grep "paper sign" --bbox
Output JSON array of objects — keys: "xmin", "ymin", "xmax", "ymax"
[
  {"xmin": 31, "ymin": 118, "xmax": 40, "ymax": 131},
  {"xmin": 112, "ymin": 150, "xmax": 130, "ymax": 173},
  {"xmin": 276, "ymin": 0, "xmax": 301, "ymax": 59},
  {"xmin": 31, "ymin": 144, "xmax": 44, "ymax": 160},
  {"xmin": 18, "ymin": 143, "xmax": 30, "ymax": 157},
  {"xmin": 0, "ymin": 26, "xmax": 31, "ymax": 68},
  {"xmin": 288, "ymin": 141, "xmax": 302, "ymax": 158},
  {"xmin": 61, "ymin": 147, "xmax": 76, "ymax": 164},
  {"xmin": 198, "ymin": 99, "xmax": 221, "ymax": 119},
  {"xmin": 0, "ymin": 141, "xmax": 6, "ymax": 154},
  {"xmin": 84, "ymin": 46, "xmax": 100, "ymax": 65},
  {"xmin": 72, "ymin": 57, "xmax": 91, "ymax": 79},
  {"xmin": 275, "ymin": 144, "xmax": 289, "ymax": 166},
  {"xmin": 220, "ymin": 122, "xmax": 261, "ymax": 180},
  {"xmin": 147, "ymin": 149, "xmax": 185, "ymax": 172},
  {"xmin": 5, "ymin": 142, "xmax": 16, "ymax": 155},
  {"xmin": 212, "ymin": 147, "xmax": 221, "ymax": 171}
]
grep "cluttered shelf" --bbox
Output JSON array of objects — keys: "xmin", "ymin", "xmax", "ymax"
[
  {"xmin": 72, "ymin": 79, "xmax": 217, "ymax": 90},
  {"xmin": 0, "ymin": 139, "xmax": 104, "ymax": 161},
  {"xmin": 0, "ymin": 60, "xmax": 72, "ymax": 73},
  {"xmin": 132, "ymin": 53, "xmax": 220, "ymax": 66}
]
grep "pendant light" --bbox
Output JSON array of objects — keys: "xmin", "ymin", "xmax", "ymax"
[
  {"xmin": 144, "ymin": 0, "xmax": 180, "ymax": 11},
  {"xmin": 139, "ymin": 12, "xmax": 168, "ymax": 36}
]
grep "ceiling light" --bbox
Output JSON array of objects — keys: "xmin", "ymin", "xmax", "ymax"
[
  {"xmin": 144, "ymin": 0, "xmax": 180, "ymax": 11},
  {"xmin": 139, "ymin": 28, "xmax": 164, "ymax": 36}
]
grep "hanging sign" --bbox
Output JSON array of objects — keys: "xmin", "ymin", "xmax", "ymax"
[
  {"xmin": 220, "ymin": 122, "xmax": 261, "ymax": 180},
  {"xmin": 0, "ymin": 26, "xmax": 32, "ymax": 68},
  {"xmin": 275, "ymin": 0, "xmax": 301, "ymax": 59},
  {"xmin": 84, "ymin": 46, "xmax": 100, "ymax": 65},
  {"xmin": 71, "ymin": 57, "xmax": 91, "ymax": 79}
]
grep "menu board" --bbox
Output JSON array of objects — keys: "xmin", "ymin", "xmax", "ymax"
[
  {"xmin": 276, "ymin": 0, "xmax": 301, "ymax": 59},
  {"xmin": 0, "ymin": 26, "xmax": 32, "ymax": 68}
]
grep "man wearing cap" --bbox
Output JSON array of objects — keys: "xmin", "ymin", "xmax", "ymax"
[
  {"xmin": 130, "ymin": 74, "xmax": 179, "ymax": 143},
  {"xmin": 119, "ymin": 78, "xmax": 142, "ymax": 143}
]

###

The problem: Only lines with the string "sign" are wanted; please find each one in the listing and copy it.

Result of this task:
grep "paper sign" --bbox
grep "hanging sign" --bbox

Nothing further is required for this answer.